◆ **TASK BRIEF**
Put the material below into a JSON list of strings, one string per line, leaving out any blank lines.

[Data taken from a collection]

--- Begin ---

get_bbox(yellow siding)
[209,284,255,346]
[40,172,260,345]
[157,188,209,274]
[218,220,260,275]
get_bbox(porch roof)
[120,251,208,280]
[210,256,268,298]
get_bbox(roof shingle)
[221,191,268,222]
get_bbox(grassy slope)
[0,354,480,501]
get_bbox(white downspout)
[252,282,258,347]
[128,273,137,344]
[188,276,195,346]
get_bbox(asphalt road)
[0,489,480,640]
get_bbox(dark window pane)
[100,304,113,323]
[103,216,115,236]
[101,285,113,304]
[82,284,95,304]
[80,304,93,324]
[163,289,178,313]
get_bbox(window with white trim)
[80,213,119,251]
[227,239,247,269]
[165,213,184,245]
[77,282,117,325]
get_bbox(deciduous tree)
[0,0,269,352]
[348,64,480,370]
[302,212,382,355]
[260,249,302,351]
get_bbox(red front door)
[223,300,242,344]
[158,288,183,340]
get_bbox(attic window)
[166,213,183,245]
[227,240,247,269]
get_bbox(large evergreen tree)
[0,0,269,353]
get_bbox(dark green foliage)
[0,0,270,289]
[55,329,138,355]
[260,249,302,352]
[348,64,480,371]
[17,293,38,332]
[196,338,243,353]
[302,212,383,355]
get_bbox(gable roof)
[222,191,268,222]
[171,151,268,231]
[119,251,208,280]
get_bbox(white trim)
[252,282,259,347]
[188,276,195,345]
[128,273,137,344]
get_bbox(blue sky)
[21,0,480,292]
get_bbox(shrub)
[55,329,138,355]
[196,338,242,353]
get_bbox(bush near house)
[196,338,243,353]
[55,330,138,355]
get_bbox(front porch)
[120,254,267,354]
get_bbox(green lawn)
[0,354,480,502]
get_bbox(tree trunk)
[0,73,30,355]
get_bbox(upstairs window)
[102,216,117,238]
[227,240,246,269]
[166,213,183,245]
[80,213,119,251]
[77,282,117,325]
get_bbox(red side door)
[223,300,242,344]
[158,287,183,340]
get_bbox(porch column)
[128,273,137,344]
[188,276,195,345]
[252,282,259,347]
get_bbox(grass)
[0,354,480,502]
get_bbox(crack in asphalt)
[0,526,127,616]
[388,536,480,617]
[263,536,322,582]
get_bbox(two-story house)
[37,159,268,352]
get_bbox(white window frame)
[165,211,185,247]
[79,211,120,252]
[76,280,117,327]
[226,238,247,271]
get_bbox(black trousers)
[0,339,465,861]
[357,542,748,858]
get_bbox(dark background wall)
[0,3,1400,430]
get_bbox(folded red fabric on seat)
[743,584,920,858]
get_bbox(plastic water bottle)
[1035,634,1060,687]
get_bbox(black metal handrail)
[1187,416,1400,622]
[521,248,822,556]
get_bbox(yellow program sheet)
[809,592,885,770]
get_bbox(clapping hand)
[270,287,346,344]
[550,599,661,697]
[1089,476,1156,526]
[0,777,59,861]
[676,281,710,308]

--- End ---

◆ **TASK SOLUTION**
[
  "get_bbox(yellow siding)",
  "[209,284,255,346]",
  "[40,172,260,345]",
  "[157,188,209,274]",
  "[218,220,260,275]",
  "get_bbox(porch roof)",
  "[120,251,208,280]",
  "[210,256,268,298]",
  "get_bbox(roof shingle)",
  "[221,191,268,222]",
  "get_bbox(grassy slope)",
  "[0,354,480,501]",
  "get_bbox(white downspout)",
  "[252,282,258,347]",
  "[128,273,137,344]",
  "[188,276,195,346]",
  "get_bbox(asphalt road)",
  "[0,489,480,640]",
  "get_bbox(dark window pane)",
  "[100,304,113,323]",
  "[103,216,115,236]",
  "[101,285,113,304]",
  "[82,284,95,304]",
  "[80,304,93,324]",
  "[163,289,178,313]",
  "get_bbox(window with white trim)",
  "[80,213,119,251]",
  "[227,239,247,269]",
  "[165,213,184,245]",
  "[77,282,117,325]",
  "get_bbox(deciduous tree)",
  "[0,0,269,352]",
  "[348,64,480,370]",
  "[302,212,382,355]",
  "[260,249,302,351]",
  "get_bbox(red front door)",
  "[223,300,242,344]",
  "[158,288,183,340]",
  "get_bbox(attic window)",
  "[166,213,183,245]",
  "[227,240,247,269]",
  "get_bbox(large evergreen tree)",
  "[0,0,269,353]",
  "get_bbox(dark green foliage)",
  "[0,0,270,289]",
  "[55,329,138,355]",
  "[260,249,302,352]",
  "[348,64,480,371]",
  "[17,293,38,332]",
  "[196,338,243,353]",
  "[302,212,383,355]",
  "get_bbox(gable roof)",
  "[222,191,268,222]",
  "[171,151,268,231]",
  "[119,251,208,280]",
  "get_bbox(white trim)",
  "[252,282,259,347]",
  "[188,276,195,345]",
  "[128,273,137,344]",
  "get_bbox(blue sky)",
  "[21,0,480,292]",
  "get_bbox(shrub)",
  "[55,329,138,355]",
  "[196,338,242,353]",
  "get_bbox(bush near house)",
  "[196,338,243,353]",
  "[55,330,138,355]",
  "get_bbox(front porch)",
  "[120,254,267,354]",
  "get_bbox(green lawn)",
  "[0,354,480,502]",
  "get_bbox(tree trunk)",
  "[0,73,30,355]",
  "get_bbox(upstairs window)",
  "[102,216,117,238]",
  "[227,240,246,269]",
  "[166,213,183,245]",
  "[80,213,119,251]",
  "[77,282,117,325]",
  "get_bbox(red side door)",
  "[223,300,242,344]",
  "[158,287,183,340]",
  "get_bbox(porch column)",
  "[128,273,137,344]",
  "[188,276,195,345]",
  "[252,282,259,347]",
  "get_bbox(grass)",
  "[0,354,480,502]",
  "get_bbox(crack in asphalt)",
  "[0,526,127,616]",
  "[388,536,480,617]",
  "[263,536,322,582]",
  "get_bbox(two-story house)",
  "[37,159,268,352]",
  "get_bbox(white window frame)",
  "[165,211,185,247]",
  "[79,211,120,252]",
  "[76,280,117,327]",
  "[226,238,247,271]",
  "get_bbox(black trousers)",
  "[0,339,465,861]",
  "[357,542,748,858]",
  "get_bbox(dark background wall)",
  "[0,3,1400,430]",
  "get_bbox(folded red fabric on seat)",
  "[743,584,920,858]",
  "get_bbox(plastic water bottle)",
  "[1035,634,1060,687]",
  "get_bbox(black metal handrail)",
  "[1187,416,1400,622]",
  "[521,248,822,556]",
  "get_bbox(yellow program sheet)",
  "[809,592,885,770]",
  "get_bbox(clapping hand)",
  "[270,287,346,344]",
  "[550,599,661,697]",
  "[1089,476,1156,526]",
  "[0,777,59,861]",
  "[676,281,710,308]"
]